» **TASK SET**
1) In the passage on reasoning AI models, by how much do studies show chain-of-thought reduces reasoning errors?
2) Continue the passage on reasoning AI models and chain-of-thought from the point where it stops.

» **READING PASSAGE**

****************

The central innovation is chain-of-thought: instead of generating an immediate response, these models "think" step by step before answering. The model decomposes the problem, evaluates different strategies, identifies potential errors, and only then generates its final response. This internal reasoning process is trained through reinforcement learning, rewarding the model for following correct logical steps.
Why does this reduce hallucinations? Because it forces the model to self-evaluate before committing to a response. Studies show that chain-of-thought reduces reasoning errors by 30–35%. By forcing the model to "think out loud," incorrect logical leaps and fabrications are intercepted before they reach the user.
However, reasoning AIs are not a magic solution. Recent research (2025) reveals that models trained with incomplete pipelines can exhibit more hallucinations than traditional models. Two problematic cognitive behaviors have been identified: Flaw Repetition (the model becomes trapped in loops of repetitive thoughts) and Think-Answer Mismatch (the final response does not match the reasoning process shown).
These models are slower and more expensive because they invest more computational resources in thinking. But when well trained, they represent a significant advance. The challenge: this technology has less than a year of maturation, and the users who employed GPT-4o in the Deloitte case did not have access to these capabilities.

****************

» **SOURCE DATA**
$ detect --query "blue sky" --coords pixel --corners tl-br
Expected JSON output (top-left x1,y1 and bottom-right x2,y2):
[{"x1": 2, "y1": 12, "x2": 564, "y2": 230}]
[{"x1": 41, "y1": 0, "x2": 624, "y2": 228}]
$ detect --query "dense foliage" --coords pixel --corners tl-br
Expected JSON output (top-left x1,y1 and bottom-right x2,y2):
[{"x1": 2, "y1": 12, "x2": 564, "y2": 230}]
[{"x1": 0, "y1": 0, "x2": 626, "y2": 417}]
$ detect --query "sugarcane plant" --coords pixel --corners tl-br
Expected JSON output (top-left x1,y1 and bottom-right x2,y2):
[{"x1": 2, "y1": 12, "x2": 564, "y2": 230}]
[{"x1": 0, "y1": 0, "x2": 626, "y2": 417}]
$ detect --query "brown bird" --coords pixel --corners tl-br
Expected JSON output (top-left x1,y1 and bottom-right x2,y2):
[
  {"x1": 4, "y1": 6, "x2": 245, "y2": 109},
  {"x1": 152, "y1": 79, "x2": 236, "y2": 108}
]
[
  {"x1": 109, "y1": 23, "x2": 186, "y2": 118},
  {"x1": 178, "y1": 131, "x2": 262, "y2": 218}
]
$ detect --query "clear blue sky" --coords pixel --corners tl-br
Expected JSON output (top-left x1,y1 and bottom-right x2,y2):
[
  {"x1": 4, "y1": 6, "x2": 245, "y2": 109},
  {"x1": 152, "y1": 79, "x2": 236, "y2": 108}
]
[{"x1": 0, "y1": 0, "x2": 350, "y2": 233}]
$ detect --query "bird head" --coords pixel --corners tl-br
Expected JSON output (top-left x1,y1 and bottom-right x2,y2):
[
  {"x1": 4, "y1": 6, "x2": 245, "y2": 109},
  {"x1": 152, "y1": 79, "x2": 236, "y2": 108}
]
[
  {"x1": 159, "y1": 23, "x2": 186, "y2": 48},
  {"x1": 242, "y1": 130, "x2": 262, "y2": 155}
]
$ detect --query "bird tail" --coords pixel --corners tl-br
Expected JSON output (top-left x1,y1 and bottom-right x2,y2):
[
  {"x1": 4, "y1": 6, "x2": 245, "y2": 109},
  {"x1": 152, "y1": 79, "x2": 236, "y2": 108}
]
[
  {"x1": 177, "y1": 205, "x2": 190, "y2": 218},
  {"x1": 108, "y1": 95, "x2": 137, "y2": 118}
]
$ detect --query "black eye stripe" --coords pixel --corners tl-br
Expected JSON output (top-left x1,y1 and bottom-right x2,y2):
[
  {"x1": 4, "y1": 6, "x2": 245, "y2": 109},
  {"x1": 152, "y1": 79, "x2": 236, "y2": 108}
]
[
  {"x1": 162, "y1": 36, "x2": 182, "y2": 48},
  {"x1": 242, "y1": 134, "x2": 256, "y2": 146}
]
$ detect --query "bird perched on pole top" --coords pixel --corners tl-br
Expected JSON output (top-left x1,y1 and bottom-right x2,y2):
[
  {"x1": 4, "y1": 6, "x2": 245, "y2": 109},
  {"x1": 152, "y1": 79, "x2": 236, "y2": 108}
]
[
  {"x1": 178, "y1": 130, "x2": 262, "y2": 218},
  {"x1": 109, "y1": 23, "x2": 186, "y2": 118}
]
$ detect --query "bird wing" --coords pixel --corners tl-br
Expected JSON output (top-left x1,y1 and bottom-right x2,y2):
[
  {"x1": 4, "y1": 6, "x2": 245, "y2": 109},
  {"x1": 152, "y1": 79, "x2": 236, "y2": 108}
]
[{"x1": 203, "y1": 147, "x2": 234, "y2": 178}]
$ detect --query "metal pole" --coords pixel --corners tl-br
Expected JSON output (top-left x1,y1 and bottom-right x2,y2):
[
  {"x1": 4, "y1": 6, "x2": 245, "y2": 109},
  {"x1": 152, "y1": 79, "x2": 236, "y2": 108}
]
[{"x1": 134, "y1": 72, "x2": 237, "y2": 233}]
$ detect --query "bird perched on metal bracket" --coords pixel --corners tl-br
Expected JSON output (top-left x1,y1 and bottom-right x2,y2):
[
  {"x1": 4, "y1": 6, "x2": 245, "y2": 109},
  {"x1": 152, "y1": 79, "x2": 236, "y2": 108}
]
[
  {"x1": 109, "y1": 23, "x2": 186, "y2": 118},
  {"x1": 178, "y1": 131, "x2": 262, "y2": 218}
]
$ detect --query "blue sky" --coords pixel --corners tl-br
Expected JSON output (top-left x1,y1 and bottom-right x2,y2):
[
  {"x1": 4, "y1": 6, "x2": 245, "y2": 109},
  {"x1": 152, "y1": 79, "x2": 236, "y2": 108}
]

****************

» **ACTIVITY ANSWERS**
1) By 30–35%.

2)
The Regulatory Response: Inoperative and Absurd
The case has generated a cascade of regulatory proposals: mandatory detailed disclosure, governance with "human on the loop," task segregation, prompt traceability, formal quality KPIs, internal audits.
Does this seem logical? It does not. All of these proposals are like strapping floaties, a life jacket, and four lifeguards on an Olympic swimmer: inoperative and absurd. They transform AI use into a bureaucratic exercise that stifles innovation without resolving the underlying problem.
You don't need any of this, if you know how to swim.
The Real Solution: Literacy and Professional Tools
The Deloitte case is not a failure of AI—it is a failure of digital literacy and tool selection. You don't see a Toyota Camry racing in Formula One, because it is not built for that. Using generalist AI for critical professional work is equally unsuitable.
Professionals do not necessarily need deep technical expertise, but they do need to understand three fundamental concepts:
Temperature (knowing that generic platforms do not allow you to control it and that you need enterprise APIs for critical work),
Sycophancy (the model is programmed to please you, not to challenge you—adopt an adversarial verification posture), and
Reasoning AIs (understanding when to use them and that they are not infallible).
PLEASE READ CAREFULLY WHAT THE AI PRODUCES FOR YOU — YOU ARE THE PROFESSIONAL
Ironically, after the scandal, Deloitte took the right steps: it established a strategic alliance with Anthropic to deploy Claude to more than 470,000 professionals globally—Anthropic's largest enterprise deployment. Why Claude and not continue with GPT-4o? Because Claude was designed with a safety-first focus and robust enterprise controls.
In addition, Deloitte is certifying 15,000 professionals in a formal program that teaches not only how to use AI, but crucially when NOT to use it. They are co-creating customized Claude "personas" for specific roles (accountants, auditors) with compliance built in. They created a Center of Excellence with specialists who design safe implementation frameworks.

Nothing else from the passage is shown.